STATED TASK: Write out the records again, exactly, leaving none out.

───── DATA SUPPLIED ─────

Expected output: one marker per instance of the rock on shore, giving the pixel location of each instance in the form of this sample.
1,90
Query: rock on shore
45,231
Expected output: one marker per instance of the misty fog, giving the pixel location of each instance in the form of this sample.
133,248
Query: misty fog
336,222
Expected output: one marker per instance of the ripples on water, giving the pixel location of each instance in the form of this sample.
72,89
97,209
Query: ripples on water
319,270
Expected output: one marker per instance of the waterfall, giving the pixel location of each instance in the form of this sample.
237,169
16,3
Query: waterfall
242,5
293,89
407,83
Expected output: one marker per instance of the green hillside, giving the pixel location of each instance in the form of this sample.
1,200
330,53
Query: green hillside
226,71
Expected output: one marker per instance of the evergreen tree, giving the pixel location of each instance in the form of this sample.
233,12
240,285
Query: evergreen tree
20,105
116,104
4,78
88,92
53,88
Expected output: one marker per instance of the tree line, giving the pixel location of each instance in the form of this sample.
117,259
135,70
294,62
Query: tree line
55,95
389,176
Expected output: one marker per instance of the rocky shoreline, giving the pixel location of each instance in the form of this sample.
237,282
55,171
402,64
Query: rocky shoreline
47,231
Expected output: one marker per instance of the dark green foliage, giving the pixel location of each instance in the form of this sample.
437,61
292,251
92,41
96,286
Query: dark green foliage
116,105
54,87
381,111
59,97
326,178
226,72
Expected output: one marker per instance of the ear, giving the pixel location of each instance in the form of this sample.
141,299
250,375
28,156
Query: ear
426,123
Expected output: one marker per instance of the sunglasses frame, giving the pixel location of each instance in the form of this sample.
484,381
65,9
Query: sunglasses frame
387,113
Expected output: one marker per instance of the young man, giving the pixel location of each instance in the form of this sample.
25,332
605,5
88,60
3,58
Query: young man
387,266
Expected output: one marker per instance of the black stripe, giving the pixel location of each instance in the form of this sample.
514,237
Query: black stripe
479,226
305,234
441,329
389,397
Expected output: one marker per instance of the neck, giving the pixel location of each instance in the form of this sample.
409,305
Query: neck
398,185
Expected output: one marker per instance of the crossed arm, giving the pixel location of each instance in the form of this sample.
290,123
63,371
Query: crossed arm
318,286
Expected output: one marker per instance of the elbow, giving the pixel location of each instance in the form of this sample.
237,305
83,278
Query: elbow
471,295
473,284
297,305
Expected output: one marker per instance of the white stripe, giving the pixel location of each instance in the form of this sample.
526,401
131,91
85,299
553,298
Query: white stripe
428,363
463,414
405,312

─────

THE SOLUTION:
Expected output: one marker per instance of the rock on shore, giving the pixel location of each instance in the form of this sample.
1,90
Query: rock on shore
45,231
Expected output: one marker per instance of the misty fog, giving the pixel location of each instance in the form of this sample.
133,248
Query: misty fog
336,222
Expected output: one marker per instance of the ripples on water, giving the pixel location of each instance in the form of this sample.
72,89
97,209
Query: ripples on water
319,270
Expected output: one marker per instance of the waterfall, giving the pixel location of each instance in the form of this sample.
237,169
16,3
Query: waterfall
242,5
293,89
407,83
Expected output: one marker per instance of the green hillside, giving the pixel location of each instance in the form of this sample.
1,200
330,53
Query: green hillside
226,71
Expected output: one marker per instance of the evergreen tree, giving the pixel location of each instance in the form of this sample.
233,12
240,285
Query: evergreen tree
20,105
116,104
4,78
88,92
53,88
Expected output: one marker per instance of the tree line, giving the pixel location of each instance in the form of this sample.
117,259
135,70
294,62
Query: tree line
55,95
389,176
Expected output: one marker per instance of the rocky shoreline, giving the pixel location of each instance in the form of this sample.
237,282
55,171
402,64
Query: rocky shoreline
47,231
Expected output: one marker per instance of the dark green foliage, giving the pixel location of each instance in the form of this sample.
437,61
292,251
92,41
96,286
Query: dark green foliage
116,105
54,87
381,111
59,97
326,178
226,72
Expected output: one marker per instance of the ear, giving the pixel location of each instance in the form of this sample.
141,299
250,375
28,156
Query: ear
426,123
Expected output: one marker per instance of the sunglasses frame, giving the pixel location of each instance in the form of this sample.
484,381
65,9
Query: sunglasses frame
387,113
Expected output: one marker per instance of the young man, giving the pixel location of each instance in the form of this sample.
25,332
605,5
88,60
3,58
Query: young man
387,266
Expected output: one marker per instance of the black stripe, giving the pixel location of each instance in the form of this sample.
514,237
Query: black stripe
479,226
305,234
441,329
389,397
Expected output: one marker per instance of the neck, giving the pixel location of each instance in the form of this sample.
409,305
Query: neck
398,185
Expected output: one marker per instance of the crossed arm, giving the pixel location of each instance in the form of this sample.
290,123
63,371
Query: crossed arm
318,286
Expected output: one marker per instance of the elbow, giving the pixel location of each instance in the form of this sample.
237,305
83,278
Query: elbow
471,295
473,284
297,305
Expected output: one marker per instance of the white stripe, giving the pixel location of each instance in the form of this sample.
526,401
131,91
85,299
553,298
Query: white stripe
428,363
463,414
405,312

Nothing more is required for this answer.